**Set exercise:**
Give the data below again, word for word.

____ Data to process

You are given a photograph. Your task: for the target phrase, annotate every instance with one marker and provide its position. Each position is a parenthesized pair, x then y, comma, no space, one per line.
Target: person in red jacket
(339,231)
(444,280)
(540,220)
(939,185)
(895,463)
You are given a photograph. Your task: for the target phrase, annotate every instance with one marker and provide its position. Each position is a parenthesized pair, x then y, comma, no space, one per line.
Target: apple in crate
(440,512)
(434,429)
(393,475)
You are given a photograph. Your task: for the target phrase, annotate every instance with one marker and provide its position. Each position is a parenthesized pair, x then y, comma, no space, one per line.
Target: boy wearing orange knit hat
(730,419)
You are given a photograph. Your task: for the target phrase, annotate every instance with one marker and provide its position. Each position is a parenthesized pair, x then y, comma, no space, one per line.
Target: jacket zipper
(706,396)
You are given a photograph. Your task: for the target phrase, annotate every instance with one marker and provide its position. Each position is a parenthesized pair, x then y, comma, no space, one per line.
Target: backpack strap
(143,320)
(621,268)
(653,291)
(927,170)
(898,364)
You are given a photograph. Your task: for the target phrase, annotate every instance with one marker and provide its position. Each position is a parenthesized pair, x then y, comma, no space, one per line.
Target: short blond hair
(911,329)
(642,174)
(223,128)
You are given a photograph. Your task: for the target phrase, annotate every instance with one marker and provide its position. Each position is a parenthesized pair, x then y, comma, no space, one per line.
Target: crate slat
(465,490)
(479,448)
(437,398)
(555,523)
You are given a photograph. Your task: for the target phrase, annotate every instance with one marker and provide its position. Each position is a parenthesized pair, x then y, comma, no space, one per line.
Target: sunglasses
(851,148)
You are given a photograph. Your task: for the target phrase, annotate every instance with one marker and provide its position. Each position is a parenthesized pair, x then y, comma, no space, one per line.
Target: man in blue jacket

________

**Task result:**
You are given a photograph. Your task: for the target phrase, annotate every instance with one marker and provide its position. Each position is a parenthesized pair, x then y, comma, no space, one per line.
Target: person in red jacket
(339,231)
(444,280)
(540,220)
(939,185)
(895,463)
You are given a photograph. Your task: for the target phrase, annotate every instance with one marker and provide its position. Each position is a parenthesized pair, x then y, comma, no space, one per line.
Target: apple in crate
(440,512)
(434,429)
(393,475)
You are given a photograph. Your task: for the target phrase, annotate every instance with one marker and provide its position. Each position is a parenthesized pair, x then y, comma, no space, one per line.
Target: boy wearing orange knit hat
(730,419)
You are given a photograph. Your task: for the target phrase, annotate every instance with one marker and provide its position. Each position is a parenthesized pair, x then y, comma, no space, one per line.
Target: jacket zipper
(706,396)
You are given a photograph. Your task: for the target phrase, annotate every instance with one marker and provide its position. Each position is a parenthesized pair, x then y, comma, no space, one per line.
Target: backpack strap
(143,320)
(621,268)
(653,291)
(927,170)
(898,364)
You are given a photograph. Your task: for the target phrase, annotate every instance with one marker and provide its position. Each position is a parenthesized pair, x then y, comma, no space, one per line.
Target: short blond hair
(911,329)
(642,174)
(223,128)
You are given a photograph. Your task: for the target phrase, annotate every instance with one marker and provide its position. Each position is a parenthesized pair, x then y, comma, no space, one per line.
Target: crate slat
(465,490)
(479,448)
(437,398)
(555,523)
You are given a photograph. Your task: for the target phrase, annotate every instance with one marker and provide its position. Each position is a parenthesized pair, x then y, comma, no space, one per line.
Target: sunglasses
(851,148)
You are given a photograph. Your task: for the target phrase, annotate every instance with one marker and provide its position. Each position is a parenthesized pair, x then y, comma, no space, one per line.
Target: man in blue jacket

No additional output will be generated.